OBJECTIVE: Set down every one of the following items again, line for line, with no alteration of any kind.

(Data records)
#####

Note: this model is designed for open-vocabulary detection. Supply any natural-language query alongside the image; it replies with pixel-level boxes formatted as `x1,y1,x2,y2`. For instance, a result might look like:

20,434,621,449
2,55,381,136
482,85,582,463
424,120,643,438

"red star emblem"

#####

THE REPLY:
Note: this model is designed for open-vocabulary detection. Supply any natural-language query alongside the image; it replies with pixel-level boxes formatted as `x1,y1,x2,y2`. For instance, a result might look like:

20,434,621,449
2,55,381,136
482,85,582,463
424,120,643,438

"red star emblem"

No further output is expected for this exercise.